Selected passage:
Political

David Cameron’s speech: Danny Alexander responds

Here’s what Danny Alexander has to say (and interesting to note that he’s being deployed as the Lib Dem person to attack the other parties, not Nick Clegg or Vince Cable):

This speech demonstrates the huge gulf between the sunny rhetoric of David Cameron and the grim reality of Tory policy.

The Tories claim to be honest on spending, but their proposals barely scratch the surface.

They claim they can fix the country’s finances, but their plans are economically illiterate. Cutting spending now would plunge us back into recession.

They claim to care about the poorest, but will only slash taxes for millionaires.

They expect to have the keys to Downing Street handed to them, but at a time of crisis they have the wrong solutions and the wrong priorities.

Work request 1:
Could you repeat the Danny Alexander response, starting at "David Cameron’s speech: Danny" and ending at "taxes for millionaires.", but change "spending" to "expenditure" throughout?
Work request 2:
What might come next in Danny Alexander's response to the Cameron speech? Write a continuation that picks up after its final sentence.
The rows aren't needed for anything here.

Referring expression data:
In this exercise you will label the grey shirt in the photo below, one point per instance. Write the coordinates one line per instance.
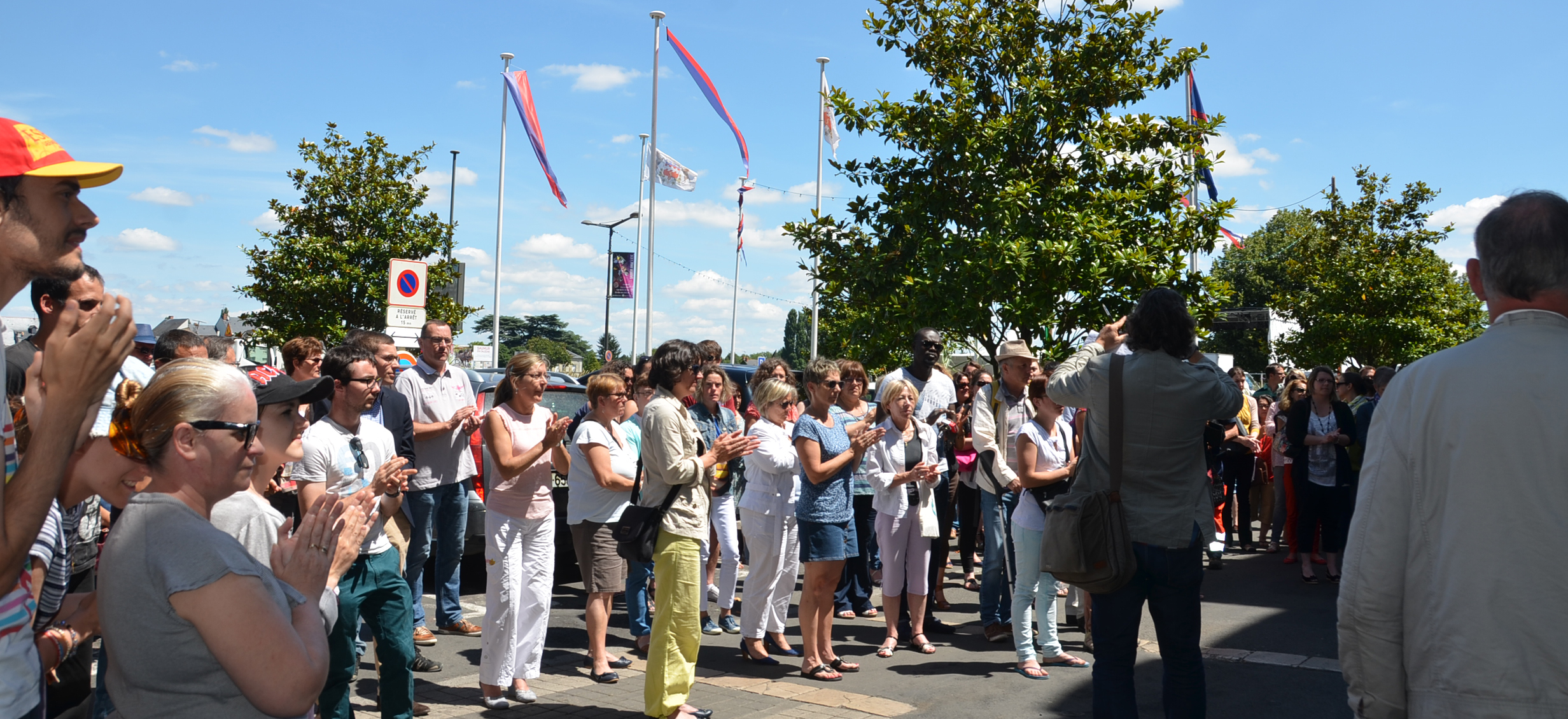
(1165, 406)
(160, 665)
(435, 397)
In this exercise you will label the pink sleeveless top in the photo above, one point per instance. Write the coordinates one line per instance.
(526, 496)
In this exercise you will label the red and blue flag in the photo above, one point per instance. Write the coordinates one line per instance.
(706, 85)
(521, 96)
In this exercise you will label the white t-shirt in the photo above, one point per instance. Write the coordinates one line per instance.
(1051, 453)
(585, 499)
(330, 458)
(935, 394)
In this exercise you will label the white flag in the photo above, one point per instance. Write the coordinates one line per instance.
(830, 127)
(670, 173)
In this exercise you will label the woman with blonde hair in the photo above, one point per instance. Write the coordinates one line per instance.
(767, 517)
(524, 442)
(200, 627)
(902, 470)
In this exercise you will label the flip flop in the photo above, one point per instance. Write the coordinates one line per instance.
(1025, 673)
(820, 674)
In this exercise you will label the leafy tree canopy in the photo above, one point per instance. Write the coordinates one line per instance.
(325, 270)
(1023, 198)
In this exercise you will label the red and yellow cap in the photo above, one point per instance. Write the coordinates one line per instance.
(25, 151)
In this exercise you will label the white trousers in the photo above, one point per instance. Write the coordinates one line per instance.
(775, 563)
(519, 568)
(724, 516)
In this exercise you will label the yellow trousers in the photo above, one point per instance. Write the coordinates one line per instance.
(678, 632)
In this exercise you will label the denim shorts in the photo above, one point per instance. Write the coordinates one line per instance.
(827, 541)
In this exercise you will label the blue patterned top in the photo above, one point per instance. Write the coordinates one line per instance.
(829, 502)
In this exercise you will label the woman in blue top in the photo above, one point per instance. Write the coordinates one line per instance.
(825, 514)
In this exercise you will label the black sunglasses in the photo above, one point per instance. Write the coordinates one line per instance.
(234, 426)
(360, 453)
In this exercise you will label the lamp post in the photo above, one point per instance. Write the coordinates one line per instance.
(609, 270)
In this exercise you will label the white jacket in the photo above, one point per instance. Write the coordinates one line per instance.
(885, 459)
(1454, 591)
(772, 472)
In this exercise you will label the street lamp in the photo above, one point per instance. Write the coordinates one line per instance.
(609, 270)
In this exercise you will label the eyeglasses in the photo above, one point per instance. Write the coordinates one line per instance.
(123, 439)
(234, 426)
(360, 453)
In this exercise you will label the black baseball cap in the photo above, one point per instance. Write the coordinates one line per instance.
(275, 387)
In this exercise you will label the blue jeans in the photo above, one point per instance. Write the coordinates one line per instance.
(1168, 580)
(441, 513)
(374, 591)
(637, 618)
(996, 572)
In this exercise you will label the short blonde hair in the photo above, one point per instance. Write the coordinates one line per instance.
(772, 391)
(184, 391)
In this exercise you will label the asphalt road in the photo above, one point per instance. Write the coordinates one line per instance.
(1253, 605)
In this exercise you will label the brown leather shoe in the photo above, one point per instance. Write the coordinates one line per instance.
(463, 629)
(424, 638)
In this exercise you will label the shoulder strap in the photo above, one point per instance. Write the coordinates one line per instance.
(1117, 421)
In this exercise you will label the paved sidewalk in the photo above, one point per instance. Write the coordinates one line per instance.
(1269, 641)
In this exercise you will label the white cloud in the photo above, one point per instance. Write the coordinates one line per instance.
(143, 240)
(241, 143)
(440, 179)
(164, 196)
(188, 66)
(1238, 164)
(595, 77)
(1462, 242)
(267, 221)
(559, 246)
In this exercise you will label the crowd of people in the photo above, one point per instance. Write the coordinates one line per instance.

Task output 1:
David Cameron’s speech: Danny Alexander responds

Here’s what Danny Alexander has to say (and interesting to note that he’s being deployed as the Lib Dem person to attack the other parties, not Nick Clegg or Vince Cable):

This speech demonstrates the huge gulf between the sunny rhetoric of David Cameron and the grim reality of Tory policy.

The Tories claim to be honest on expenditure, but their proposals barely scratch the surface.

They claim they can fix the country’s finances, but their plans are economically illiterate. Cutting expenditure now would plunge us back into recession.

They claim to care about the poorest, but will only slash taxes for millionaires.

Task output 2:
And here is some of the substance behind the point about the gap between Cameron’s rhetoric and the Conservative reality:

DEFICIT

David Cameron: “We must pay down this deficit. The longer we leave it, the worse it will get.”

Reality: Six unfunded pledges leave a black hole of £53bn in Tory plans according to Treasury estimates. By contrast, Cameron’s recent ‘salad’ speech on cutting costs set out just £120m of savings.

Opinion on cutting now is stacked against Cameron and Osborne:

  • Paul Krugman (Economics Nobel Laureate): “Renouncing a fiscal stimulus when private spending is contracting is strange. Governments have very few tools at their disposal, and Cameron wants to not use them.” [asked if our recession will be much worse if we follow Cameron’s advice] “Yes. For sure.” (Independent, 30/01/09)
  • David Blanchflower (former member of the Bank of England’s MPC): “It is not hard to work out that, with unemployment rising fast, it isn’t the right time to cut public sector jobs, wages or public spending for that matter. These are automatic stabilisers. Mr Osborne, I really don’t know which economists are advising you on this brilliant strategy to increase unemployment…” (New Statesman, 24/09/09)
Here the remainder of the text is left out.